ABOUT THIS TASK:
Skip the pictures, please, and write out exactly the lines from the opening of the data through the line containing "<point>0,81</point>".

- Opening Delimiter -

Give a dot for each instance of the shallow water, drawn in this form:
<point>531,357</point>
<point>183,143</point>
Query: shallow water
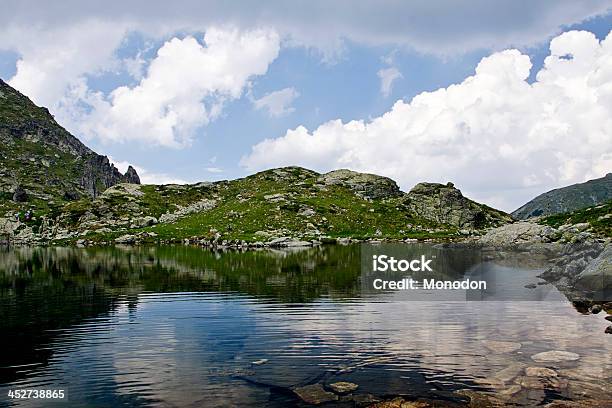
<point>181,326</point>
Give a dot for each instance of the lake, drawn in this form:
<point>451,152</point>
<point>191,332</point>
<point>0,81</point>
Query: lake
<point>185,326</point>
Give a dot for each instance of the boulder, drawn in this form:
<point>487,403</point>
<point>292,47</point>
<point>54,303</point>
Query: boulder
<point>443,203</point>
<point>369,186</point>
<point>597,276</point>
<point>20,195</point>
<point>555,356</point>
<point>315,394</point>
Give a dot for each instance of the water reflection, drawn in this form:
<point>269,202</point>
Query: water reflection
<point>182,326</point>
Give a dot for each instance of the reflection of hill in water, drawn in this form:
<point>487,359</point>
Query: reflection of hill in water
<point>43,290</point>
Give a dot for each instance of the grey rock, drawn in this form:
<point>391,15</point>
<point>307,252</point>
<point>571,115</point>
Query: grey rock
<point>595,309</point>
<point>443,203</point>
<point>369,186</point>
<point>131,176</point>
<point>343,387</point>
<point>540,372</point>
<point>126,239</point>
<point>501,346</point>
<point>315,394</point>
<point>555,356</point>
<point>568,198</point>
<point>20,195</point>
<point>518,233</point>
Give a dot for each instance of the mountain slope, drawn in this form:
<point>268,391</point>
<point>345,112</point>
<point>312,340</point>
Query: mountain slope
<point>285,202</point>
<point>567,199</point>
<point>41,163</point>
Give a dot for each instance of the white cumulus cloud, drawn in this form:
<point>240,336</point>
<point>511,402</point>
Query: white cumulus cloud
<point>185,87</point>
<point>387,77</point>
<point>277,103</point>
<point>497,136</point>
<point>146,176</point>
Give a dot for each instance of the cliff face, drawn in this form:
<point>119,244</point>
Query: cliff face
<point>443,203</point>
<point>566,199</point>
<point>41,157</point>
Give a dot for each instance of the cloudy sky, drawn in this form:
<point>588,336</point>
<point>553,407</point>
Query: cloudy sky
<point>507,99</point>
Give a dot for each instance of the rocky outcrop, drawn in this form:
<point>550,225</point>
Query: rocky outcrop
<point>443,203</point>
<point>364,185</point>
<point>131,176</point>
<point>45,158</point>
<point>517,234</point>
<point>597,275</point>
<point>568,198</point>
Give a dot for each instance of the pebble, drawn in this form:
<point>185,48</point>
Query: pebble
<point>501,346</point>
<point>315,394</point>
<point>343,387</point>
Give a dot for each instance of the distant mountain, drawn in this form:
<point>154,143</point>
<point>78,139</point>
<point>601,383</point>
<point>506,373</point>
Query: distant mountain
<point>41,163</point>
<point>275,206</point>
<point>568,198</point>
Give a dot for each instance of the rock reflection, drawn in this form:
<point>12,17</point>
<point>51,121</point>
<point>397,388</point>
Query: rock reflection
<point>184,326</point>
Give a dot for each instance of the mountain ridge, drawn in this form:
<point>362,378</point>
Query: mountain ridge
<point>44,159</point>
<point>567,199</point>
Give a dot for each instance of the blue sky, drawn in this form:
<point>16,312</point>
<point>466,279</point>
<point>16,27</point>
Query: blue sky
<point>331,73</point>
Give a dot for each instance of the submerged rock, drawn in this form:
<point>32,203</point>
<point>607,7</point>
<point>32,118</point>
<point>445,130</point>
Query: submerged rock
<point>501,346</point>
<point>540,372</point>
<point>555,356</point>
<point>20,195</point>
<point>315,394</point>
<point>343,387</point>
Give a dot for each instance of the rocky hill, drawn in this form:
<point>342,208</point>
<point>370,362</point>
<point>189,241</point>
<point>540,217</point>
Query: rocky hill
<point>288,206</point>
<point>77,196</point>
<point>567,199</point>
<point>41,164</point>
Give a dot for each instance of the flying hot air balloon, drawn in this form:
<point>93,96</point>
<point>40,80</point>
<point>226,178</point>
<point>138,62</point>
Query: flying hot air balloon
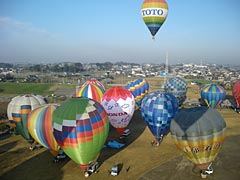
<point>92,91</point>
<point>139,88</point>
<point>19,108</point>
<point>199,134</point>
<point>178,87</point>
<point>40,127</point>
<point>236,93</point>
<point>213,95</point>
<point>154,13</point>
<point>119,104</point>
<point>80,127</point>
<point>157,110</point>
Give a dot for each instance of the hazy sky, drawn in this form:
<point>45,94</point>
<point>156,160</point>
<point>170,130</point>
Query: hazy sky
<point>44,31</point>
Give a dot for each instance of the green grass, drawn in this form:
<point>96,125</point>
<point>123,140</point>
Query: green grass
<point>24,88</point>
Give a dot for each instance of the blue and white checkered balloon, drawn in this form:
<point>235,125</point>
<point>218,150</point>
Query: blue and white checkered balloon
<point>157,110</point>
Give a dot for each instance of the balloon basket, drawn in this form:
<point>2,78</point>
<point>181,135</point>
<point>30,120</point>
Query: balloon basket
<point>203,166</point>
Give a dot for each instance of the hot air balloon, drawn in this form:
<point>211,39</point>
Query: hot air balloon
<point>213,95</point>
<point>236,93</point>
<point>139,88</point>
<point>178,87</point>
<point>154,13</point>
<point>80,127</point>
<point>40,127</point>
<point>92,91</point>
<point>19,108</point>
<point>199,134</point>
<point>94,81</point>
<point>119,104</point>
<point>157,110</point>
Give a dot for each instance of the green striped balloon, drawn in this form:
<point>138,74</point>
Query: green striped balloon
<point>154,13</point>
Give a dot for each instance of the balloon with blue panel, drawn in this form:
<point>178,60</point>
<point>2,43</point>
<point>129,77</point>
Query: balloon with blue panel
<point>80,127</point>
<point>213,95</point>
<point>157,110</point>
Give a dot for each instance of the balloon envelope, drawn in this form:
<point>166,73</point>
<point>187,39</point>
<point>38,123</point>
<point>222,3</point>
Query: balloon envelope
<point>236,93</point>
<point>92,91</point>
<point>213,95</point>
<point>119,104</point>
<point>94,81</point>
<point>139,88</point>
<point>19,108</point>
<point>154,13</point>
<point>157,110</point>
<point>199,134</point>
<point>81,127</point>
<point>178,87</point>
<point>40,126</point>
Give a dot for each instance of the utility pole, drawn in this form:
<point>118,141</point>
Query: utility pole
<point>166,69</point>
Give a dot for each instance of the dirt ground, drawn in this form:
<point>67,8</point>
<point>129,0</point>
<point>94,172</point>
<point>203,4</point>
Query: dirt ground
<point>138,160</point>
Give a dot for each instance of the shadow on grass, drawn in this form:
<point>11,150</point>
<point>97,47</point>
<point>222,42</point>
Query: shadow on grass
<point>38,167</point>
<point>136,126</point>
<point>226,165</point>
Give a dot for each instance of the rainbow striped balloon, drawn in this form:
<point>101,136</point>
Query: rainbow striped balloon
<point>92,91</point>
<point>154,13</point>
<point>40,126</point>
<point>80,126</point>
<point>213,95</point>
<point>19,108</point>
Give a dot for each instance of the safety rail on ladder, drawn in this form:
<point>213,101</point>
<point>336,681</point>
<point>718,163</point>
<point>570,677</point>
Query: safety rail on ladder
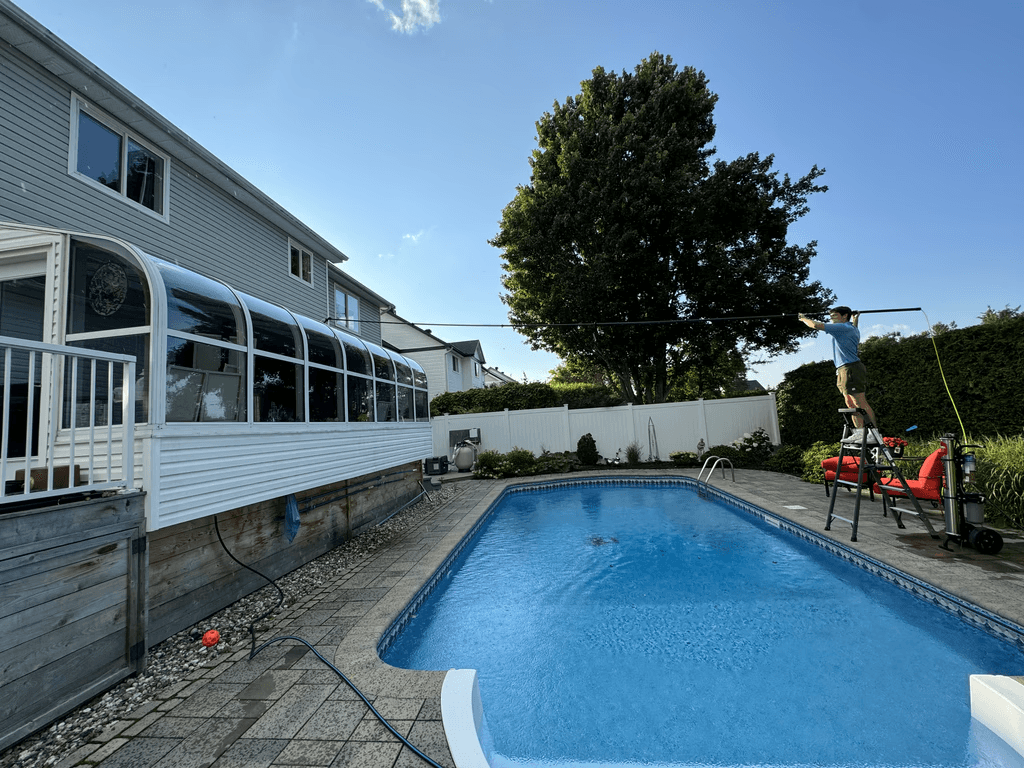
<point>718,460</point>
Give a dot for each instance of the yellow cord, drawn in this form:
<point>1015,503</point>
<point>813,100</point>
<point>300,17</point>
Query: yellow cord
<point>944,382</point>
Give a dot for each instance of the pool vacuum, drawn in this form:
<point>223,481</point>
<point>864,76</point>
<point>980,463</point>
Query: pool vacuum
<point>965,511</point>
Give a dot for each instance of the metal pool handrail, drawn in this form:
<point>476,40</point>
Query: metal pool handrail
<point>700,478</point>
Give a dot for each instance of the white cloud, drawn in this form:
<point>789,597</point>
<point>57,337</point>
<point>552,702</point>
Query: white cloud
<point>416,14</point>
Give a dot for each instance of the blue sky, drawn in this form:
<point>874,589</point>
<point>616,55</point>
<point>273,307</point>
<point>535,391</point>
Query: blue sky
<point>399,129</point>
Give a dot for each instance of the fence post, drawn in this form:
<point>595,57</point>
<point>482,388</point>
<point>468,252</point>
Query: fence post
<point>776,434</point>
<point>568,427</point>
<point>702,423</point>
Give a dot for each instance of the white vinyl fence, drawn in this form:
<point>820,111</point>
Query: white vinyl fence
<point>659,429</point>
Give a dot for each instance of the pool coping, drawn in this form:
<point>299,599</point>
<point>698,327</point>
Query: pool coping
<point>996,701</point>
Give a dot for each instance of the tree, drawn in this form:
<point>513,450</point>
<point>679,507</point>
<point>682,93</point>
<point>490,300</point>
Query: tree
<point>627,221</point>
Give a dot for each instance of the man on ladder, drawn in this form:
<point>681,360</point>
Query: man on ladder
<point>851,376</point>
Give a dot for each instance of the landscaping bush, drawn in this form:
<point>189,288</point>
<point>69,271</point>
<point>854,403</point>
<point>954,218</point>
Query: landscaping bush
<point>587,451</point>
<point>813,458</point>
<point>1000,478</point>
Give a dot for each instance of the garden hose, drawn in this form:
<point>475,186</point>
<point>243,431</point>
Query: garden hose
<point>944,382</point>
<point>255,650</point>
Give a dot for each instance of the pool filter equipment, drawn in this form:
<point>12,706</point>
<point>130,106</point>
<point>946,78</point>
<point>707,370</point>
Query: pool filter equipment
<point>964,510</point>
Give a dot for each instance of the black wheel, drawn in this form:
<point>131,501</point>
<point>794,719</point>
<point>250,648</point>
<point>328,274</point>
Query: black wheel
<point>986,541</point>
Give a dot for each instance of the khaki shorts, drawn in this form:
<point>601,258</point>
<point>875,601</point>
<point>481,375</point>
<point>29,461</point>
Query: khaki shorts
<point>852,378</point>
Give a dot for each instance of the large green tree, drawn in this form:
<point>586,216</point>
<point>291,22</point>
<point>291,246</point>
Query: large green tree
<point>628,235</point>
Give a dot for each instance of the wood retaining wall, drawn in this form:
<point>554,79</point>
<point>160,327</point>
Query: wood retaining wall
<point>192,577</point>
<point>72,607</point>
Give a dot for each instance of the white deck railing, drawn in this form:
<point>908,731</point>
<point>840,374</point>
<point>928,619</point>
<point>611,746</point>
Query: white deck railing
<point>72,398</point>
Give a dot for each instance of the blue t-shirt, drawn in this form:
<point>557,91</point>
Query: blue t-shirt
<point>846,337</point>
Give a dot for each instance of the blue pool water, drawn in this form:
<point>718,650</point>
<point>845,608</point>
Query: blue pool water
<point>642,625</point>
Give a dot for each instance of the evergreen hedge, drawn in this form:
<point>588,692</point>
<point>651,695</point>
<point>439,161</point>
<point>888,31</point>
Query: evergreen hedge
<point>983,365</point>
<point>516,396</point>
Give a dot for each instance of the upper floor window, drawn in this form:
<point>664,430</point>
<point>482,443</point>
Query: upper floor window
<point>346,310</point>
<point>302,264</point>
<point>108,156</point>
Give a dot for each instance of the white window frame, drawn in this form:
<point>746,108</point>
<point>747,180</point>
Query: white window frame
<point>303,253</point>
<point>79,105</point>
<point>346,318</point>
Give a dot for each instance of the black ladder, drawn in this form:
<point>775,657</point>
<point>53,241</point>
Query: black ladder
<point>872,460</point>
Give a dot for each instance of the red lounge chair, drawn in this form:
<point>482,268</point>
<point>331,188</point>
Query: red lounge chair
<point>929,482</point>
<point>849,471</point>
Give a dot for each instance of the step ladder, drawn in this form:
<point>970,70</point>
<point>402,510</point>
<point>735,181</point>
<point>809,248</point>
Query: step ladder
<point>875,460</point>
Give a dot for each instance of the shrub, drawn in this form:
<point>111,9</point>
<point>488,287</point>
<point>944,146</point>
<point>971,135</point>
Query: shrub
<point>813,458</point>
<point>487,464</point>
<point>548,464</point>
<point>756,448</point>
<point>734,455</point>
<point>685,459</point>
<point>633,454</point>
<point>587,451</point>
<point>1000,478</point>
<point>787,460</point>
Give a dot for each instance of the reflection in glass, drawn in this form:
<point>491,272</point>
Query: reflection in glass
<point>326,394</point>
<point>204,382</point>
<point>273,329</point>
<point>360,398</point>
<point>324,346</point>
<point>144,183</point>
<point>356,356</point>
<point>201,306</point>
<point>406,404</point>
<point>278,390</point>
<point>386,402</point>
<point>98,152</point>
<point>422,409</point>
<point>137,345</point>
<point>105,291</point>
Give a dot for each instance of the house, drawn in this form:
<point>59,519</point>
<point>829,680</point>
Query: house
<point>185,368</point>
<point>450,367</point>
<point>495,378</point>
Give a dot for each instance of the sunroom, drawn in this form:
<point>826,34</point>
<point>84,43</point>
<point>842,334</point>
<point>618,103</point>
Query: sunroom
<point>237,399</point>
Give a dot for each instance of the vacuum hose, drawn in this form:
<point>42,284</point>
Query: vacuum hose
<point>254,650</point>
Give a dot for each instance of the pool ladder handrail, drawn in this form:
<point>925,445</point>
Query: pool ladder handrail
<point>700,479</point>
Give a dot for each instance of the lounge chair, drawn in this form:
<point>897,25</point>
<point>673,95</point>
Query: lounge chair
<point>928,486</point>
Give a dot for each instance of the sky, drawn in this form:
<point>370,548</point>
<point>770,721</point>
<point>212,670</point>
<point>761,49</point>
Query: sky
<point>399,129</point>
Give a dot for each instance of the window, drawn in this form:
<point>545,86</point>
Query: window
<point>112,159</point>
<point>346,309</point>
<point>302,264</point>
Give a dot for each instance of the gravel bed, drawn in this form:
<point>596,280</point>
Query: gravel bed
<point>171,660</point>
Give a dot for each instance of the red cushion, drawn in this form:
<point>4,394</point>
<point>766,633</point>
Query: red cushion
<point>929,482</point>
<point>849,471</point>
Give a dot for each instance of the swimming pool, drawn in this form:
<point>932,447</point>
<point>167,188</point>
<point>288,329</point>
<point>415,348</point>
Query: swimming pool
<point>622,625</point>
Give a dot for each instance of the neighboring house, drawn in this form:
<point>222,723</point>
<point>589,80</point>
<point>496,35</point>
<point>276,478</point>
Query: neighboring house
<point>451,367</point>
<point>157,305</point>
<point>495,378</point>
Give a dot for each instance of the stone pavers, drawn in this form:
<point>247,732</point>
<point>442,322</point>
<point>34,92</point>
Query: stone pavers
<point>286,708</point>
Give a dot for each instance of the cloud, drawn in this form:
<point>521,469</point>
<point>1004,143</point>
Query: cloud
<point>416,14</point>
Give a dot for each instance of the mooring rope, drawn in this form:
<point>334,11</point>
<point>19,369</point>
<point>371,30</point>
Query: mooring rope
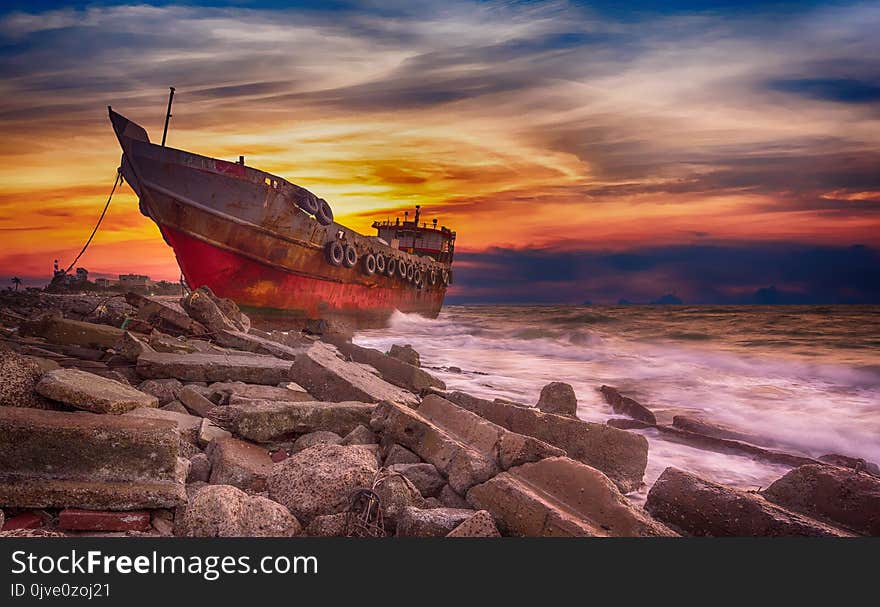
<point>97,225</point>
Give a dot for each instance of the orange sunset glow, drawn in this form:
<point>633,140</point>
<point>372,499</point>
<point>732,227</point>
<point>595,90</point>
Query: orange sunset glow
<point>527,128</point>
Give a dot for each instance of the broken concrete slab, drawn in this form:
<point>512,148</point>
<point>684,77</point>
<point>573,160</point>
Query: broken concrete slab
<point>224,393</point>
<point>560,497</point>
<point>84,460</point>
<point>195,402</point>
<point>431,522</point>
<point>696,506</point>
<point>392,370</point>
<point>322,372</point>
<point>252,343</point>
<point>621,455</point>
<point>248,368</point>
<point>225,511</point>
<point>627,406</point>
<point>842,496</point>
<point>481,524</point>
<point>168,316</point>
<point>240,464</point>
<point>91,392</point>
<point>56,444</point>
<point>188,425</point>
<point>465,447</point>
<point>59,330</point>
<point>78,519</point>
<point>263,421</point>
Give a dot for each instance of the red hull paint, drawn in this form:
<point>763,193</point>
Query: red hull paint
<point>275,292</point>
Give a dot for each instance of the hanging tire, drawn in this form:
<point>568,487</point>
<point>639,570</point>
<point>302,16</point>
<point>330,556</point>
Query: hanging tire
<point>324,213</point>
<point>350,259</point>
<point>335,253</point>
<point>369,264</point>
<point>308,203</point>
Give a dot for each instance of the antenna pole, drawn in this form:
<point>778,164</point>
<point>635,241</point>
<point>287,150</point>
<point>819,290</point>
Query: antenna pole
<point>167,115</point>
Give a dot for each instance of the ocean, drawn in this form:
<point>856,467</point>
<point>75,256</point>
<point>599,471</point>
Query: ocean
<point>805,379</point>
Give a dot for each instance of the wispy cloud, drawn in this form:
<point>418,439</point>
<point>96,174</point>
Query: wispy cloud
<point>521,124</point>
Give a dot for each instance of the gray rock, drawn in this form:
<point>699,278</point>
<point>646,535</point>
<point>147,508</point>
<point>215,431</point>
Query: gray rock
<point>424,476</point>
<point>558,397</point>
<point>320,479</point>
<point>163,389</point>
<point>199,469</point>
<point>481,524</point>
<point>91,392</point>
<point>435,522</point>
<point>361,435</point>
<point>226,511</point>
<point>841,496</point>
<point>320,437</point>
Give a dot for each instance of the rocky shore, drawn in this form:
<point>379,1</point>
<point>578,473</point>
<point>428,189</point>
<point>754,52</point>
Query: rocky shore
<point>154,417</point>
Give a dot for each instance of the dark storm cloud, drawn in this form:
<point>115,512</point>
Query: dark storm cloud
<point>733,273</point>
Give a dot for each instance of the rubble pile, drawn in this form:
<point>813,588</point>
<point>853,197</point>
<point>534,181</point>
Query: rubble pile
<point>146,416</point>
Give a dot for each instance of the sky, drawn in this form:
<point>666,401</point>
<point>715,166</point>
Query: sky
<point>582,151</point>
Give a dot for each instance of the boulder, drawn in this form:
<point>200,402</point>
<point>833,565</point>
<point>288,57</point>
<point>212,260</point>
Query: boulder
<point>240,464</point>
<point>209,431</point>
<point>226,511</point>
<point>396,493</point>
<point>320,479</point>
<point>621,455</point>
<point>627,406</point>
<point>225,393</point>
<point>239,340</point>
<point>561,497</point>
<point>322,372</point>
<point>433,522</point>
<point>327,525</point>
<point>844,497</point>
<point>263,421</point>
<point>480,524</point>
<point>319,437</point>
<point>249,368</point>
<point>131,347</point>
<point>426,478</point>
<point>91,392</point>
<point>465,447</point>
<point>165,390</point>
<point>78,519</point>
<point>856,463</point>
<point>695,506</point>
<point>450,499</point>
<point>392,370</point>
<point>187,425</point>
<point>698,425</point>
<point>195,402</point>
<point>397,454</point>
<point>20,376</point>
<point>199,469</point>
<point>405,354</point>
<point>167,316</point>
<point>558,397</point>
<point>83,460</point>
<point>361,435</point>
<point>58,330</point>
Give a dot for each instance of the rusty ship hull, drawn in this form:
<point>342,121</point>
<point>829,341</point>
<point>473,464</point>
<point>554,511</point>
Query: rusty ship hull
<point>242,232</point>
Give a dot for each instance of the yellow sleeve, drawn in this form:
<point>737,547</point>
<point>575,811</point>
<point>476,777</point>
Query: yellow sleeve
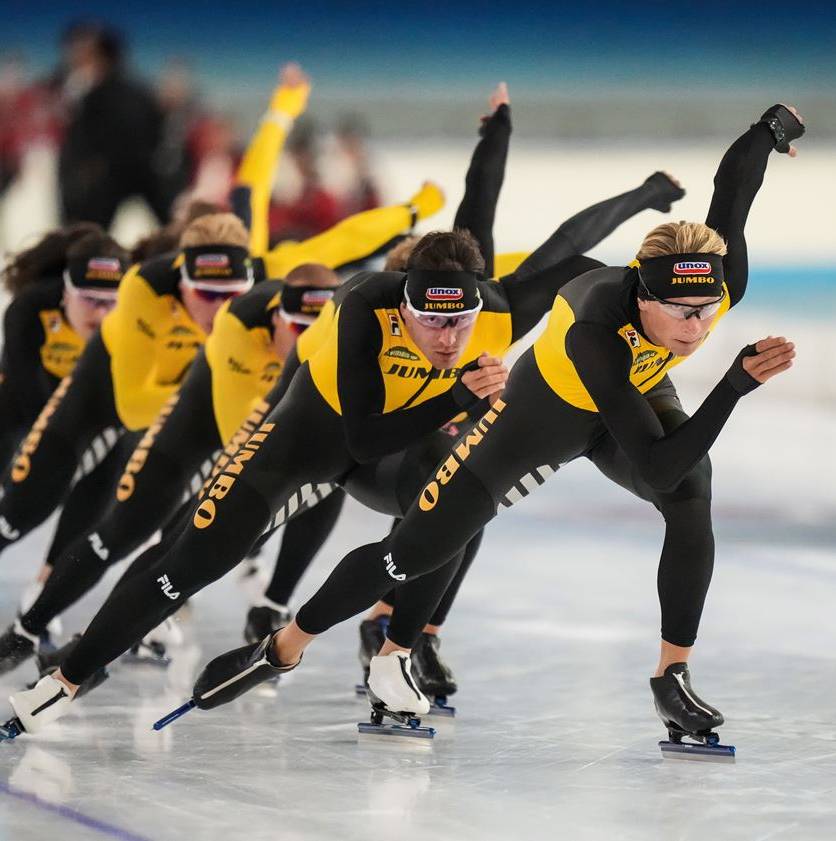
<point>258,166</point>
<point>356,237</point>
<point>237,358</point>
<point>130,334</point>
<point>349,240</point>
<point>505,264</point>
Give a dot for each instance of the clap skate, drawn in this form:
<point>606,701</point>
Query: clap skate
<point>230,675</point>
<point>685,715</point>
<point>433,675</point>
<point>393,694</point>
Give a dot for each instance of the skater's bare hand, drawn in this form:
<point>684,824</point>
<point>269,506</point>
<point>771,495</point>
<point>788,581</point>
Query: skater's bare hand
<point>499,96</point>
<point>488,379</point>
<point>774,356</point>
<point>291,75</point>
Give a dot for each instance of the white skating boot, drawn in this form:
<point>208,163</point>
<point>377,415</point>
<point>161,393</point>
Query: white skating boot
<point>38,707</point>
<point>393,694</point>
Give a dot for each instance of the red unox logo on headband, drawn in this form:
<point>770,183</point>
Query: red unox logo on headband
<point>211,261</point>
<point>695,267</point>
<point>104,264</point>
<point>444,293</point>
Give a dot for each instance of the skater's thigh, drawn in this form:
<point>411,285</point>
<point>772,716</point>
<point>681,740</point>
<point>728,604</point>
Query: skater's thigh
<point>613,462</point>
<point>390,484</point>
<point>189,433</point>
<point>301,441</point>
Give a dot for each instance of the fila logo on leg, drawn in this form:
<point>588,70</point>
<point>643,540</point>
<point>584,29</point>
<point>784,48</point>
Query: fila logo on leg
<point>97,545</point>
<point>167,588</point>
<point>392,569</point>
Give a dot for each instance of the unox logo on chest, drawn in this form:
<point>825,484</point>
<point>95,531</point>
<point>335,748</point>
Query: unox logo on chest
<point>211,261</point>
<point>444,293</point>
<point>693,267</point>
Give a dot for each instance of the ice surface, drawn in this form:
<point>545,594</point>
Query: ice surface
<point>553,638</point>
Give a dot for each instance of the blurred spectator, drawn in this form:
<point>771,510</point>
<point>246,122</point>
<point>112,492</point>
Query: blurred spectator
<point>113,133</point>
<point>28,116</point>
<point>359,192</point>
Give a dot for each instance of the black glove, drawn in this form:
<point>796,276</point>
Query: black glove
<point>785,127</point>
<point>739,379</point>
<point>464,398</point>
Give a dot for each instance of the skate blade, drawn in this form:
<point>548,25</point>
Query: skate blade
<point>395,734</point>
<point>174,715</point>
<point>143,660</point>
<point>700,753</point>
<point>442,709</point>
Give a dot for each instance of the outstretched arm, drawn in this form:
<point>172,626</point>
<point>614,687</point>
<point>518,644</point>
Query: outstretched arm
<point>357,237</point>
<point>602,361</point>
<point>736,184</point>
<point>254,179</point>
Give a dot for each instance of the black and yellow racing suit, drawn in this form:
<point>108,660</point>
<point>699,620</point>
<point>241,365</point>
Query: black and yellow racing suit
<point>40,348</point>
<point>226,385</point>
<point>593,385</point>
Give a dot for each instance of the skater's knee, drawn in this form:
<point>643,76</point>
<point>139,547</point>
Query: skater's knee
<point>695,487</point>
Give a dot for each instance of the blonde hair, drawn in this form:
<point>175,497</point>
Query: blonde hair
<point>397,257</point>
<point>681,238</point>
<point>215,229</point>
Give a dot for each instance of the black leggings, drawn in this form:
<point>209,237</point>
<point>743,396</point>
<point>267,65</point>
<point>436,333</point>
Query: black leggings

- Closing Delimiter -

RESPONSE TO THE TASK:
Give a dot for each instance of the shallow water, drawn in this form:
<point>531,357</point>
<point>183,143</point>
Query: shallow water
<point>181,326</point>
Give a dot for each instance of the lake, drawn in this form:
<point>451,152</point>
<point>191,332</point>
<point>0,81</point>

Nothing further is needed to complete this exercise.